**GIVEN PROBLEM A:**
List each line in the rows below that contains the word "mouth".

**SELECTED EXTRACT:**
◇ ◇ ◇ ◇ ◇
The Artist is Not Alone
Behind the scenes and out of view, but holding at the ready, stand the artworkers.
These are the people who deliver the goods, quite literally--serving what artists hope are their best efforts up for public viewing, with correct signage and perfectly level alignments. They dot the i's, crop the edges, assuage the doubts and spec the grants, toiling in the gaps to ensure a seamlessness to the experience of viewing someone else's inspiration.

To the artworkers, art is much more than a job.
This exhibition highlights the work of 4 such individuals. Collectively they have clocked more than a century of engaging with others' artists' work. In capacities too numerous to list, they have helped to create what we take for granted to be the 'local art scene,' and have given of themselves in ways far too easily glossed over. Their impact on the careers of countless other artists is impossible to gauge, but not so difficult to imagine.

The artworks make art when their work is done.
◇ ◇ ◇ ◇ ◇
**SUPPLIED RECORDS:**
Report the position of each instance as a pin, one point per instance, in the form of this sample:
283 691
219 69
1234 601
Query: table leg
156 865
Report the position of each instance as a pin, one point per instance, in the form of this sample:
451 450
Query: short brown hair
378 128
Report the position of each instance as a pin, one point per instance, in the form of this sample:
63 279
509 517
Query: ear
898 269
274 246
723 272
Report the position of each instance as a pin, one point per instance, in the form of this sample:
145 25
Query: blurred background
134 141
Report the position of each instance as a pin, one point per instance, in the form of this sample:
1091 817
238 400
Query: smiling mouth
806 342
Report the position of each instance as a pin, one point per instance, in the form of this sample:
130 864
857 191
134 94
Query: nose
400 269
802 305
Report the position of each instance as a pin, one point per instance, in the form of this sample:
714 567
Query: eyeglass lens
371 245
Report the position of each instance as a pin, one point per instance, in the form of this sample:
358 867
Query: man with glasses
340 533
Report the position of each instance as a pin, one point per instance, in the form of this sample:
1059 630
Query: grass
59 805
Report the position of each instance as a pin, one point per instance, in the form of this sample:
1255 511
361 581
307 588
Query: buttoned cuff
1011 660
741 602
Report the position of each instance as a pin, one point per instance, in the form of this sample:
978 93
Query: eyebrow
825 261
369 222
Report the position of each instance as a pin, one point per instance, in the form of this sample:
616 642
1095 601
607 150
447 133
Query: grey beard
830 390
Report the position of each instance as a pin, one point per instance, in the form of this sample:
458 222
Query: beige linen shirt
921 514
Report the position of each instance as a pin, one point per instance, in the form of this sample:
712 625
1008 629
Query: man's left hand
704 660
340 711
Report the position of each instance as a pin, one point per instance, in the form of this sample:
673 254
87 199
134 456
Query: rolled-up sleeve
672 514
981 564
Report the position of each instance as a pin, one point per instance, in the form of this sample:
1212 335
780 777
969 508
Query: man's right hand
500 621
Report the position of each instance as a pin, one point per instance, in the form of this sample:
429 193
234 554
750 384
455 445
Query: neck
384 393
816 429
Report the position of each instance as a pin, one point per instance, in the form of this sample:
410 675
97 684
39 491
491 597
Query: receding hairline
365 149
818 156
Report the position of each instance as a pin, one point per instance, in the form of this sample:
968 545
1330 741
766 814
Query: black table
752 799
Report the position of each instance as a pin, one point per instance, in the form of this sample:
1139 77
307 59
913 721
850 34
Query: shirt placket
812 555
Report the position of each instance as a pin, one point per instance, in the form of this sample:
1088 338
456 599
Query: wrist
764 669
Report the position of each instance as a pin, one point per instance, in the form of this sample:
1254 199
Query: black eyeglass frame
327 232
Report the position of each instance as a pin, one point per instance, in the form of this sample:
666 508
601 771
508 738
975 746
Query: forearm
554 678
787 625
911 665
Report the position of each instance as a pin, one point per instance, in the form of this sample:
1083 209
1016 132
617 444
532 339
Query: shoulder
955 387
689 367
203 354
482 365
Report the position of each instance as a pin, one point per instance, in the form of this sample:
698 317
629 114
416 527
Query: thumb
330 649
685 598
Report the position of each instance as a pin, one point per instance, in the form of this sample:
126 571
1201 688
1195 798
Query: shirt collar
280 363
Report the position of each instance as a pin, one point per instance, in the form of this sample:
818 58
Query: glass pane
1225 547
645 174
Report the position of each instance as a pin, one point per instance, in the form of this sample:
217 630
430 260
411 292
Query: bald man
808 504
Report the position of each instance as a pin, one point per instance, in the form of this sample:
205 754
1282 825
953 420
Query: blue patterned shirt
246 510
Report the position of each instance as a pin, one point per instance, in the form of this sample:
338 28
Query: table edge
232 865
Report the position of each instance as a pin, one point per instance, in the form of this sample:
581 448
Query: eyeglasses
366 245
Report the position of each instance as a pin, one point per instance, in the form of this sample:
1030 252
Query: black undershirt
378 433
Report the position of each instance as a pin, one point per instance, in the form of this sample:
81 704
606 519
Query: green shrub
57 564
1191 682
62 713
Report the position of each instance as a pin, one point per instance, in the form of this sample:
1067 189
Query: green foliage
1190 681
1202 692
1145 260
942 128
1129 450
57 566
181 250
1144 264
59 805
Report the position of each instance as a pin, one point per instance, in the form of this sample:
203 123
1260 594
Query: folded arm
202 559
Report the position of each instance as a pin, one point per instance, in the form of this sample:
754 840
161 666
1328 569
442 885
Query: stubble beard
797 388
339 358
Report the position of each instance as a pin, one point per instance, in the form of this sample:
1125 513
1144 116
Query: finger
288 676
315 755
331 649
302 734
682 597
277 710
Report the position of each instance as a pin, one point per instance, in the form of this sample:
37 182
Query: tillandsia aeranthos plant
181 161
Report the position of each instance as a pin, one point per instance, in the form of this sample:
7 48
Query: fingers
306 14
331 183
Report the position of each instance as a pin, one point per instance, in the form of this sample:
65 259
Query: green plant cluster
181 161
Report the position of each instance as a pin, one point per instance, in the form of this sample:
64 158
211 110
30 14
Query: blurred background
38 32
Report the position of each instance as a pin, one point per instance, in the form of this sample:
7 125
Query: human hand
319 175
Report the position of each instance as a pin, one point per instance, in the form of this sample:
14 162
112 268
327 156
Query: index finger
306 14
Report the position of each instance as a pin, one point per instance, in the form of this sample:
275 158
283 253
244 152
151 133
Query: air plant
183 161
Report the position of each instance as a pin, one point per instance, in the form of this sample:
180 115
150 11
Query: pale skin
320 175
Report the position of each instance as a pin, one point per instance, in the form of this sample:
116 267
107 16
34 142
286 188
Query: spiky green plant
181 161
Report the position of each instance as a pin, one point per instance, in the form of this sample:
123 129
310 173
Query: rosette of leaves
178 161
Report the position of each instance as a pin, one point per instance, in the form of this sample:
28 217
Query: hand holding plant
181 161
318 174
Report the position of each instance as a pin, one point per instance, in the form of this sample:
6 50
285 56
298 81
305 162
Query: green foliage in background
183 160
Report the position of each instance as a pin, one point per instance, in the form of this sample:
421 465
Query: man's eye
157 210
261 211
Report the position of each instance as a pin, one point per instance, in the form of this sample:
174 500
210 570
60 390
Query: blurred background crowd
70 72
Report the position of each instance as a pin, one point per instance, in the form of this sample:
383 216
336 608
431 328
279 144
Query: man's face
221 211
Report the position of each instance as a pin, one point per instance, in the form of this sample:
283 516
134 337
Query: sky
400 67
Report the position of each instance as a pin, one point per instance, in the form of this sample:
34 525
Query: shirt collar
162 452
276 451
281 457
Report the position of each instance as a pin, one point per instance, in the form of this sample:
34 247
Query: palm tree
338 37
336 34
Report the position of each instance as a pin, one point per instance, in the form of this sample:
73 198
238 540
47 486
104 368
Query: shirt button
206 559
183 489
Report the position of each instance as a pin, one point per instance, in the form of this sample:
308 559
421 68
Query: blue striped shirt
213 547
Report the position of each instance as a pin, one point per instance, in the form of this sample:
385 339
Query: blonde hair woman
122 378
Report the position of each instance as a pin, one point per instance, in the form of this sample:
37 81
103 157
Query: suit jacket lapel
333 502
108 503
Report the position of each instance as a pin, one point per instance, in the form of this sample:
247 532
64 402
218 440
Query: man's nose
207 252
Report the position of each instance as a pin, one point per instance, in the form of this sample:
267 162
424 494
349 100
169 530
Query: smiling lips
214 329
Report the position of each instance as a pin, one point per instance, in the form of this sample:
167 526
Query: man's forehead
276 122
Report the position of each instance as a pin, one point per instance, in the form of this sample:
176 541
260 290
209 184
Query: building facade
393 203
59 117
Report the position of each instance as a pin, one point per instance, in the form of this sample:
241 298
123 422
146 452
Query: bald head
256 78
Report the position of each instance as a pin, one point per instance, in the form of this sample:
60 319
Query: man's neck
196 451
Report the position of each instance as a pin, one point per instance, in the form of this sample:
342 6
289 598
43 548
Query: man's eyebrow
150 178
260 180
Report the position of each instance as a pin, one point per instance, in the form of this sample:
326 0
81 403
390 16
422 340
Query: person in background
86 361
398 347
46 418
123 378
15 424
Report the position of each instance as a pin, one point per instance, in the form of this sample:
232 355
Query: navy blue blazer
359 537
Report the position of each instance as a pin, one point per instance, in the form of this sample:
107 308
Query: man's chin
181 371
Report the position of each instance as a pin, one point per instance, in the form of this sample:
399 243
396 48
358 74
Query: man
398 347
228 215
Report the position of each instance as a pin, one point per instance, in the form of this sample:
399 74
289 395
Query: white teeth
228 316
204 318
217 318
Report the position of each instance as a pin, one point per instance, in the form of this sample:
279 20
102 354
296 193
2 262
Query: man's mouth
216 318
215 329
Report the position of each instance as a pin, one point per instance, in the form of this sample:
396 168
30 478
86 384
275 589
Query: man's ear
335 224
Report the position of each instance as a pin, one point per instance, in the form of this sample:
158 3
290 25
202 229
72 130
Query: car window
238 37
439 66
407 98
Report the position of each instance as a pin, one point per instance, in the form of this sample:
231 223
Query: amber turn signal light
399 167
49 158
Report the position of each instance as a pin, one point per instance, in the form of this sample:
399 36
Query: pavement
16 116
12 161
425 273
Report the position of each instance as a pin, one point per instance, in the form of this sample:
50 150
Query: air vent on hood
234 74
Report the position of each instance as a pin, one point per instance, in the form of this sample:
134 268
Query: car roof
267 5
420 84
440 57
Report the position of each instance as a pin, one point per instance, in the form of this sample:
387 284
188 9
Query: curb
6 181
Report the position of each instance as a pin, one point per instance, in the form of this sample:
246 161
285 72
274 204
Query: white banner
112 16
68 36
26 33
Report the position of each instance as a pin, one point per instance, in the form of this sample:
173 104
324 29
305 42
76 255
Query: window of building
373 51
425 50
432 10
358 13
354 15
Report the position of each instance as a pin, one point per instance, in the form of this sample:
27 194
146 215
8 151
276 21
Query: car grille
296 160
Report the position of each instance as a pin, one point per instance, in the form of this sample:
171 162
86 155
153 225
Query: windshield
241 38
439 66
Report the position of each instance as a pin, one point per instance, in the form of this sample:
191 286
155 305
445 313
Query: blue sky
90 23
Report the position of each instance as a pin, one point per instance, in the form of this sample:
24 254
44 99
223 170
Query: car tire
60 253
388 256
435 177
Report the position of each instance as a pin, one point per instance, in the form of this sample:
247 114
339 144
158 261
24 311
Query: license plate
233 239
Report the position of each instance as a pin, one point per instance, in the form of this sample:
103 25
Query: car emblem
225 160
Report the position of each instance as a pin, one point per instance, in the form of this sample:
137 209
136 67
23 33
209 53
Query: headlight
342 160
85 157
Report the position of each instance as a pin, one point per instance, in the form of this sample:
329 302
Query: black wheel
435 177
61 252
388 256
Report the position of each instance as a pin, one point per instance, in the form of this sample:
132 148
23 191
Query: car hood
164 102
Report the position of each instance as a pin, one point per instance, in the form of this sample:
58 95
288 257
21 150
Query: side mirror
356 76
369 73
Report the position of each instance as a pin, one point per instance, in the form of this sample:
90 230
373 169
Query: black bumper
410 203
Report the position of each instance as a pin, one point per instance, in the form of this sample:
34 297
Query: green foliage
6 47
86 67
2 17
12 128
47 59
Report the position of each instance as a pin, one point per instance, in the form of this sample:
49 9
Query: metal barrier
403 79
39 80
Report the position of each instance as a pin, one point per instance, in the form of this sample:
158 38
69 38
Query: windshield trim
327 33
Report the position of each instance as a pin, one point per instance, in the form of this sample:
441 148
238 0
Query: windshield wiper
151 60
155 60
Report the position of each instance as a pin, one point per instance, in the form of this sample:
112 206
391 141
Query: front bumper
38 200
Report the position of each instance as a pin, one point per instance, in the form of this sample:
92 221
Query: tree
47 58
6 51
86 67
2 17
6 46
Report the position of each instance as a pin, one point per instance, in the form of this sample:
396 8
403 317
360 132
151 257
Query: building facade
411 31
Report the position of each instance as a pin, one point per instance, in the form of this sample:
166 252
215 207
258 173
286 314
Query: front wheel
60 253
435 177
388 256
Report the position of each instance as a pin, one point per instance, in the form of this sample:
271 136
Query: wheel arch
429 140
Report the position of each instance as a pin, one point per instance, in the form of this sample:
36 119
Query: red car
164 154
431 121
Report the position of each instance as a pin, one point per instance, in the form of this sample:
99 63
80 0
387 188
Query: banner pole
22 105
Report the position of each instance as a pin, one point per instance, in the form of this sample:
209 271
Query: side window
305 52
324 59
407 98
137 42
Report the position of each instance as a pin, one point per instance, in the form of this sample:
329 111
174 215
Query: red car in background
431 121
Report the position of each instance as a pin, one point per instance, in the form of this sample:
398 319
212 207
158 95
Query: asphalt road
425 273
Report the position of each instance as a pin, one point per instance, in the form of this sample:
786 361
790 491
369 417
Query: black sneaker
◇ ◇ ◇ ◇ ◇
**GIVEN PROBLEM B:**
According to the exhibition text, how long have the four artworkers collectively engaged with other artists' work?

**CORRECT ANSWER A:**
Query: smiling mouth
Query: man's mouth

**CORRECT ANSWER B:**
More than a century.